:: MATERIAL SUPPLIED

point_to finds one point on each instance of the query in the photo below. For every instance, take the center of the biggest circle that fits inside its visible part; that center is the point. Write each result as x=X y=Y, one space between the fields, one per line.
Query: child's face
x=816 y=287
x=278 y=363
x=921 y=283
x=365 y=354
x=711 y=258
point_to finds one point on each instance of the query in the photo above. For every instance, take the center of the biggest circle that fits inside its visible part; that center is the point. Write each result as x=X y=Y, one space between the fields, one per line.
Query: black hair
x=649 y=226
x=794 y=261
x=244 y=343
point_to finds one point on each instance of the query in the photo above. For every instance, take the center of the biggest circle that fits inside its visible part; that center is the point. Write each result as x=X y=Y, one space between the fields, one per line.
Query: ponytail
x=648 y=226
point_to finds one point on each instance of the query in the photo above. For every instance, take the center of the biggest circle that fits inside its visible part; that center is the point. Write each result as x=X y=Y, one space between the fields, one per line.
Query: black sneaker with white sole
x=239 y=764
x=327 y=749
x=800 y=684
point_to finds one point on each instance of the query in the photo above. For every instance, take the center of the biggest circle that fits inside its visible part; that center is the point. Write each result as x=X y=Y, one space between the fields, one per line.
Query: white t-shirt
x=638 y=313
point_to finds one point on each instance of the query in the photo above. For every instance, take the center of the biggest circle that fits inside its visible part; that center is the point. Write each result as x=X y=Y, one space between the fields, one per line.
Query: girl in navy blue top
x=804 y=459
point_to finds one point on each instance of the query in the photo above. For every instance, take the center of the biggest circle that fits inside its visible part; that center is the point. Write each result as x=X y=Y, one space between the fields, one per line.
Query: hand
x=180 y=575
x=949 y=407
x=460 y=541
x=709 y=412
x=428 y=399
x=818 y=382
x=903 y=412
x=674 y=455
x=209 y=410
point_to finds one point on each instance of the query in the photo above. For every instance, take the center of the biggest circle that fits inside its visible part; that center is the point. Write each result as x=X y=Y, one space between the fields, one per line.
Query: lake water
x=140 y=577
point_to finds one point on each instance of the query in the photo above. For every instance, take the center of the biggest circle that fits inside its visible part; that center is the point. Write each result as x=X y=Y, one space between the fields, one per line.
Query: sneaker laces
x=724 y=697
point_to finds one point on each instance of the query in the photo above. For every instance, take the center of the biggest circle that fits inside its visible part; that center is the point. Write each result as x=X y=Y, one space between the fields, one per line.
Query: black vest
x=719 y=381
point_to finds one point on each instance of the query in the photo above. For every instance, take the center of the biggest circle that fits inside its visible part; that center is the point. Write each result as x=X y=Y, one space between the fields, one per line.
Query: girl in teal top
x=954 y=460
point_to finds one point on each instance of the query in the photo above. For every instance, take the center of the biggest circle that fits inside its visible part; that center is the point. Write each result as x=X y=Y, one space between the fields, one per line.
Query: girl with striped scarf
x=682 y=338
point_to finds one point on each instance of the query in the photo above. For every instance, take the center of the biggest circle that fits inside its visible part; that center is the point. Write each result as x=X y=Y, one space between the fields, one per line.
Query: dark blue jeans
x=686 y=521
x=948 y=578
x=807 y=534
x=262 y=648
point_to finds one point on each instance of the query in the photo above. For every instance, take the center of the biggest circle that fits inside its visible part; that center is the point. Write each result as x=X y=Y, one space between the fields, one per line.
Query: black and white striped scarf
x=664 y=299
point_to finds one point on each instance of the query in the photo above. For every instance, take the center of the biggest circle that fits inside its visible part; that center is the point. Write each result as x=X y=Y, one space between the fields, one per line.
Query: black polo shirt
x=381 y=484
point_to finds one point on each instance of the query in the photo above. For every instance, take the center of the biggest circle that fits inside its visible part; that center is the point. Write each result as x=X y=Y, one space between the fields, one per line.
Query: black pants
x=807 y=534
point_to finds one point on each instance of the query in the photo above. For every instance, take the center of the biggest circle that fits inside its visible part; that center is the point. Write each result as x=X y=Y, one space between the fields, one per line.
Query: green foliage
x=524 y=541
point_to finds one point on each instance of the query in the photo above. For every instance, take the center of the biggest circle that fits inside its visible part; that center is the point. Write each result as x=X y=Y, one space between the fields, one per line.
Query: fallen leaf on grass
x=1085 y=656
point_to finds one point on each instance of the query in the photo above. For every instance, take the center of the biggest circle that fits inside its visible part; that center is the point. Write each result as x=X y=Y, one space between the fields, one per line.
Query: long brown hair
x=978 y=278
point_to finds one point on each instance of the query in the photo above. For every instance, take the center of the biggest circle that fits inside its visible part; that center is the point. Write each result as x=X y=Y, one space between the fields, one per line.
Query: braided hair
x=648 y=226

::::

== TASK TO COMPLETE ==
The records above should be reproduced in full, exactly as they read.

== ANSWER TO THE PROBLEM ==
point_to finds one point on each instance of the query in the photo below. For every instance, take the center of the biggest circle that fits inside its visible part; that center is the point. Write each result as x=X y=Y, one space between the fields, one per line.
Query: child's face
x=816 y=287
x=278 y=363
x=921 y=283
x=365 y=354
x=711 y=258
point_to finds one point on each instance of the query in the photo above. For every instance, take the center of the biggest circle that fits inside its visible part; that center is the point. Write each result as x=X y=Y, one space between the fields, one per line.
Query: black hair
x=649 y=226
x=794 y=261
x=244 y=343
point_to finds one point on each instance of the query in the photo above. For every instance, take the center of the biggest circle that fits inside its visible part; that center is the point. Write each result as x=X y=Y, one space between the fields, one per line.
Query: ponytail
x=648 y=226
point_to finds one point on each instance of the query in the photo above. For every instance, take the center of the biggest circle that fits inside its visible part; that center is the point. Write each result as x=X y=Y, one space between the fields, one per line.
Query: black sneaker with white sole
x=239 y=764
x=327 y=749
x=800 y=684
point_to finds one point on each instance of the query in the photo above. For every instance, take the center of the biggest circle that fits inside its visible part; that center is the point. Write each result as x=X y=Y, one space between the fields, one per line.
Query: white t-shirt
x=638 y=313
point_to finds one point on each instance of the query in the photo above. For every instance, take the center of the biggest circle that fits inside its visible part; that center is the point. Write each result as x=X y=Y, one space between the fields, one per line.
Query: girl in navy blue top
x=804 y=459
point_to finds one point on each instance of the query in the photo above. For every instance, take the center of the biggest circle that fits inside its visible part; that center is the point. Write each result as x=X y=Y, one space between the fields, one per line.
Query: hand
x=180 y=575
x=949 y=407
x=460 y=541
x=709 y=412
x=428 y=399
x=818 y=382
x=903 y=412
x=674 y=455
x=209 y=410
point_to finds one point on each instance of the query in the photo above. For every instance, take the center of the biggest circle that fits inside its visible part; that center is the point. Write each result as x=X y=Y, one space between the fields, one per line.
Query: lake water
x=140 y=577
point_to finds one point on each instance of the query in the photo above. For every instance, take the center of the biggest circle that fits inside its visible part; that center is the point. Write each result as x=X y=Y, one space between the fields, one per line.
Query: sneaker laces
x=724 y=697
point_to finds one point on each instance of the query in the photo above. For every instance, take the center of the biggest circle that fits inside its visible part; that center is the point. Write each result as x=X y=Y, one space between the fields, one per line.
Query: black vest
x=719 y=381
point_to finds one point on each instance of the query in the photo above. For every instance, take the center of the biggest circle that fits inside its visible part; that center is the point. Write each result as x=X y=Y, one space between the fields, one per line.
Query: girl in teal top
x=954 y=460
point_to finds one point on each instance of the query in the photo above. For every instance, take the center of the biggest circle that fits inside its visible part; that center is the point. Write each result as x=X y=Y, one space between the fields, one per line.
Query: girl with striped scarf
x=682 y=338
point_to finds one point on each instance of the query in the photo above. For every instance, take the center of the biggest circle that fits inside its visible part; that center is the point. Write each result as x=X y=Y, one space between the fields, one per line.
Query: dark blue jeans
x=686 y=521
x=948 y=578
x=807 y=534
x=262 y=648
point_to finds one point on each instance of the query in the photo above. For every instance, take the center of the biggest circle that fits inside its visible part; that center is the point. Write each result as x=X y=Y, one space between the fields, one per line.
Query: black and white striped scarf
x=664 y=299
point_to finds one point on each instance of the query in the photo above. For every instance, take the center of the biggest circle that fits inside its visible part; that center is the point. Write each result as x=X y=Y, one space between the fields, one per line.
Query: black polo shirt
x=381 y=484
point_to finds one point on each instance of the query in the photo above. For every instance, take the center of the biggest circle that fits inside its visible part; that center is the point. Write each result as x=X y=Y, one space between the fields, one per line.
Query: black pants
x=807 y=534
point_to finds one point on each instance of the query in the photo above. For every instance, take the center of the biggest circle that fits inside its visible part; that center is the point. Write each result as x=X y=Y, one space between the fields, one per line.
Query: green foliage
x=524 y=541
point_to finds one point on each instance of the query in the photo above. For every instance, take the center of the biggest circle that fits inside its visible part; that center is the point. Write each result as x=X y=Y, one space between the fields, one per line.
Query: fallen leaf on grass
x=1085 y=656
point_to finds one point on each instance of the query in the photo above. For every instance, take the center of the biggest circle that fits inside its visible part; that center is the point. Write each result as x=X y=Y, one space between the fields, one per line.
Query: long brown hair
x=978 y=278
point_to finds one point on each instance of the query in the photo above. For every instance, take the center of the biggest circle that fits inside its visible part; that center is the point. Write each result as x=X y=Y, one space between the fields, one per line.
Query: braided hair
x=648 y=226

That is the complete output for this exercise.